§ Task item
Could you write out the opening lines of the data, word for word, stopping after the line that contains "x=870, y=277"?

§ Material for this task
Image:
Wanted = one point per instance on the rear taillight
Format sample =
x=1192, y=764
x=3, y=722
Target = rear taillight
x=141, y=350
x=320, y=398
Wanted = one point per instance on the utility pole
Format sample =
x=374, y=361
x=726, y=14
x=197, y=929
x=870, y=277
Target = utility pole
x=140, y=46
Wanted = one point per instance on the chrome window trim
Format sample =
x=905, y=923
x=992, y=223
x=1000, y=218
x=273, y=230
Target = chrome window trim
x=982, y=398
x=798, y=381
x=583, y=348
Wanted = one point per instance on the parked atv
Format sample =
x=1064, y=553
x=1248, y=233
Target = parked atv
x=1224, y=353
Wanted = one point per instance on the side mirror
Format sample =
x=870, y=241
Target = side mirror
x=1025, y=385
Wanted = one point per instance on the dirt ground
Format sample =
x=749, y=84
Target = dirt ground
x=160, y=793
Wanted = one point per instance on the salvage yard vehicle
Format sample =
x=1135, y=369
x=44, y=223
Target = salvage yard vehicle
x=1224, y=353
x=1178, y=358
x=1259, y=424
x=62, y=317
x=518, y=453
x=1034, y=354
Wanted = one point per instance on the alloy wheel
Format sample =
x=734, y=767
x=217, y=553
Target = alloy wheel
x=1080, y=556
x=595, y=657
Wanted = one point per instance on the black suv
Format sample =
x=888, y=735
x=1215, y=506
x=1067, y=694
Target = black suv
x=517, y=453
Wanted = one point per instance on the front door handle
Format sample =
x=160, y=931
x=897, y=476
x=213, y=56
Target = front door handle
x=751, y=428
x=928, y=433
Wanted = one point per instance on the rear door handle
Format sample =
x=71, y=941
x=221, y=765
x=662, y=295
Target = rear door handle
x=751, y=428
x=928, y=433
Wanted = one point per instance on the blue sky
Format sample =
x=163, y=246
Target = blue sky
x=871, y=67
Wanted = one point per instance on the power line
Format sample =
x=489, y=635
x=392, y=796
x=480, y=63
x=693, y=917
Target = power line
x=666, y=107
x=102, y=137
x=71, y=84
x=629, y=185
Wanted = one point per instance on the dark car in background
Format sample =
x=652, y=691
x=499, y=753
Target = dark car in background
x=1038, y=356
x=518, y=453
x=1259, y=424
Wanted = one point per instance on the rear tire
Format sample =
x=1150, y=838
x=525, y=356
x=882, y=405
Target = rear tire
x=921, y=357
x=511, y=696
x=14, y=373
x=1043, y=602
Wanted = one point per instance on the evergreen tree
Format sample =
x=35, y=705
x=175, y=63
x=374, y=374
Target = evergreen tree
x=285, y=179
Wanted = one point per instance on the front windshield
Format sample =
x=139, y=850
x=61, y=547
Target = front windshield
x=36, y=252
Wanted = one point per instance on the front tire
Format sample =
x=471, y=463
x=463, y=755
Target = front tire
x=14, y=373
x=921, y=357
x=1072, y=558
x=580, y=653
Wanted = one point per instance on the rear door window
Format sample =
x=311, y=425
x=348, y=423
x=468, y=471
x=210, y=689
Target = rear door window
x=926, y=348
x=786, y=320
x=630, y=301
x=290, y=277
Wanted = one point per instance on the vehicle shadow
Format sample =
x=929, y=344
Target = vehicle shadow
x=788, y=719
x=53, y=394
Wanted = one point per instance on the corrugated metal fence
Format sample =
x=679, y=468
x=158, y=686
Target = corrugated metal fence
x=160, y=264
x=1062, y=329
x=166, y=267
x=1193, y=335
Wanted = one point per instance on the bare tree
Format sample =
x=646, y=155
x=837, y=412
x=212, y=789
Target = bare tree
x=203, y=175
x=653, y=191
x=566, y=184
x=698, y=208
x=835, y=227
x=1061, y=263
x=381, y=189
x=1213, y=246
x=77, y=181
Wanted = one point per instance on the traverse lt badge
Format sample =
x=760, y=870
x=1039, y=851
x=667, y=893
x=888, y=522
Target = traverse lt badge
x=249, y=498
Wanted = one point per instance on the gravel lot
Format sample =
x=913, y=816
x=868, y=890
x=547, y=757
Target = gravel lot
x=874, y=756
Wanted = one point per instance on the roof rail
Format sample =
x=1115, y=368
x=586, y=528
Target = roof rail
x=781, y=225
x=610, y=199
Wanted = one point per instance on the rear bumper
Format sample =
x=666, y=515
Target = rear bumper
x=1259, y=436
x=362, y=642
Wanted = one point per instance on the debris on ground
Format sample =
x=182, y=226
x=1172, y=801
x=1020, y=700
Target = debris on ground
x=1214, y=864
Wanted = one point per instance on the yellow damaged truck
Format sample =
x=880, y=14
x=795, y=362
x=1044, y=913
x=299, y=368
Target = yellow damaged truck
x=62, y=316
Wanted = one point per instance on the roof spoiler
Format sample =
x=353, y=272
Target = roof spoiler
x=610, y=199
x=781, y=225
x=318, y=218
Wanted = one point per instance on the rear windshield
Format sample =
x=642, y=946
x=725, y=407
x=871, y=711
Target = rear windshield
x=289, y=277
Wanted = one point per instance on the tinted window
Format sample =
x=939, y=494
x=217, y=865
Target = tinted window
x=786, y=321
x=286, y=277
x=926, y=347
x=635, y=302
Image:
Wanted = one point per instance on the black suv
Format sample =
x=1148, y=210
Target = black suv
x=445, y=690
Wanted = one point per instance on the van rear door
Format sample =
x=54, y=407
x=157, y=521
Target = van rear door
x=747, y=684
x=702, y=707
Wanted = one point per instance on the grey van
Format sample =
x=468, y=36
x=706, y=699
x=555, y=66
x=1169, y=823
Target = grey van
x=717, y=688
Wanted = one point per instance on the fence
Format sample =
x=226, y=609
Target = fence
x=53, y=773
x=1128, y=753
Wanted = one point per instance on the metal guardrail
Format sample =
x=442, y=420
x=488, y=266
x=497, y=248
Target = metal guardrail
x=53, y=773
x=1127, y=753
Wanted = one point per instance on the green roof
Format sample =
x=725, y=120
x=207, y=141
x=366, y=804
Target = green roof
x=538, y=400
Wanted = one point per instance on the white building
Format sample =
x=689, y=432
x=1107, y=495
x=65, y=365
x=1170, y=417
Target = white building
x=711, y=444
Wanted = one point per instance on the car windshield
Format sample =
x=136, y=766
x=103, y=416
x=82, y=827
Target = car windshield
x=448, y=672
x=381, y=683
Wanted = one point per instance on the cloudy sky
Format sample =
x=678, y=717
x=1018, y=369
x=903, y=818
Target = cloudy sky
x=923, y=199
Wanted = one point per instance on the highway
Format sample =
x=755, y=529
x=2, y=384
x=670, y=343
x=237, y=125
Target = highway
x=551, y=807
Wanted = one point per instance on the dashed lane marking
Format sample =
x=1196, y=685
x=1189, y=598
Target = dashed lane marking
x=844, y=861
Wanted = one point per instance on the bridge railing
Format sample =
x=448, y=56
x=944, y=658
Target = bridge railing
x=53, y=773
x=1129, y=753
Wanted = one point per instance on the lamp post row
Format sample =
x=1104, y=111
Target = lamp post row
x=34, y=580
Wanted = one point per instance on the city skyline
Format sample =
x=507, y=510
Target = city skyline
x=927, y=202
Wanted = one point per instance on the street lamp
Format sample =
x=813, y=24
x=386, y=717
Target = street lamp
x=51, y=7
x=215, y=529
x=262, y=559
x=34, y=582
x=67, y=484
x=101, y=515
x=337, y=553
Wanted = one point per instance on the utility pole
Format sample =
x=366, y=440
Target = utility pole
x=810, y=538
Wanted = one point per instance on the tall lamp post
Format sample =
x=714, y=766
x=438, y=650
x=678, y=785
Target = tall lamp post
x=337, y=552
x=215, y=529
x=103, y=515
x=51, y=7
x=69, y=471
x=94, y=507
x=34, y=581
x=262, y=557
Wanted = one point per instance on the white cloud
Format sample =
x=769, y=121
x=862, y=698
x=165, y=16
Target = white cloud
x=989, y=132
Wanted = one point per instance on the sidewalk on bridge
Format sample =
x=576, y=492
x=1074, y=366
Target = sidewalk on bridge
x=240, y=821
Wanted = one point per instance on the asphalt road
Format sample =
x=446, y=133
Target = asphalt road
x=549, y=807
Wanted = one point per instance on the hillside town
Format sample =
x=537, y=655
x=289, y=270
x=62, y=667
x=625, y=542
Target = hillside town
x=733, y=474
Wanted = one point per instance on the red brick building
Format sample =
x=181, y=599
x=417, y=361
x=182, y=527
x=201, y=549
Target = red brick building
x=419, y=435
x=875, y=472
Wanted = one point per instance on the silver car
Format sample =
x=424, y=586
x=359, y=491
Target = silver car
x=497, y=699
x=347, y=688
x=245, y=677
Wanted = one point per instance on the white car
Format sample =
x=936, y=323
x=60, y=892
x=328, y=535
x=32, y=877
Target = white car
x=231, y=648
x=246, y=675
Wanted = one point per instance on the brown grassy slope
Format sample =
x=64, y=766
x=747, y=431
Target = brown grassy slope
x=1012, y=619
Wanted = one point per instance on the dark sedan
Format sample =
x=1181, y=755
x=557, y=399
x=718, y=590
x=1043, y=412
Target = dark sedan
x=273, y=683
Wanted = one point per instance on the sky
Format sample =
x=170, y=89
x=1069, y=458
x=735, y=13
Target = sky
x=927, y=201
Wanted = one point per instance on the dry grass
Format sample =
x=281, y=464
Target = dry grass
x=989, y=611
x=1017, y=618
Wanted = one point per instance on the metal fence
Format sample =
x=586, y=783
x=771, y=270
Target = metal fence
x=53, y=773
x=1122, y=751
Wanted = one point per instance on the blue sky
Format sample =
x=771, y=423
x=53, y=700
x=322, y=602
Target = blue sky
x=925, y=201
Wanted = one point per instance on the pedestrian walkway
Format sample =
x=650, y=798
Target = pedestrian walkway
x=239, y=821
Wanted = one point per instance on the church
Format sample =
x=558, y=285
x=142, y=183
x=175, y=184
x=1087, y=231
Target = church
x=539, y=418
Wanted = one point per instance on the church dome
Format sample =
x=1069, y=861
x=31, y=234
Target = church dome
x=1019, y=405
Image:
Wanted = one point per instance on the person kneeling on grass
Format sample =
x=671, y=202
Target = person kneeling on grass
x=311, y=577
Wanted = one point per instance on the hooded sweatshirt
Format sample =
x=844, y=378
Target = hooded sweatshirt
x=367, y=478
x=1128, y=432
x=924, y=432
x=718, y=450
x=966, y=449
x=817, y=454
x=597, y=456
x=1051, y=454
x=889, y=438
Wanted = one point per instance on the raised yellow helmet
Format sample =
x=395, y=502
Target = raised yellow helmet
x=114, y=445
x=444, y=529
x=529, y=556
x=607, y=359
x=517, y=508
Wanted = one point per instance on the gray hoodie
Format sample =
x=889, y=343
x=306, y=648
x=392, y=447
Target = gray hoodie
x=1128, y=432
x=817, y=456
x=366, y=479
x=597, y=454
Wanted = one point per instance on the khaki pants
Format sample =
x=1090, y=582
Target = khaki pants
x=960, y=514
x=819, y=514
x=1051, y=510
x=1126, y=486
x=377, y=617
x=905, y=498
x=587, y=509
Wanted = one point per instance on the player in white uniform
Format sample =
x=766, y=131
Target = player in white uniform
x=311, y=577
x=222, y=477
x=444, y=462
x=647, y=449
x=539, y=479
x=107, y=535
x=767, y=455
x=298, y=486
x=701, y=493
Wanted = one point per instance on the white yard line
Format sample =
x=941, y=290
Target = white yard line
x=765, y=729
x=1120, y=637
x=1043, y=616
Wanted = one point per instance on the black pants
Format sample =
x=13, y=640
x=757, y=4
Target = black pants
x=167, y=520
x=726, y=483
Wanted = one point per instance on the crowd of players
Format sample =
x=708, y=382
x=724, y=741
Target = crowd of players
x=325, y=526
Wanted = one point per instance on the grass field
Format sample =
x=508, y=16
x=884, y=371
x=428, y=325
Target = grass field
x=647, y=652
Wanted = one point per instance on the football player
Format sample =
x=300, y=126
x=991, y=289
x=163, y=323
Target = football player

§ Response
Image:
Wanted = one point per instance on the rear taillight
Format sample =
x=1192, y=764
x=3, y=722
Target = rear taillight
x=141, y=350
x=320, y=398
Wanted = one point per instance on the utility pole
Format sample =
x=374, y=361
x=726, y=14
x=197, y=929
x=870, y=277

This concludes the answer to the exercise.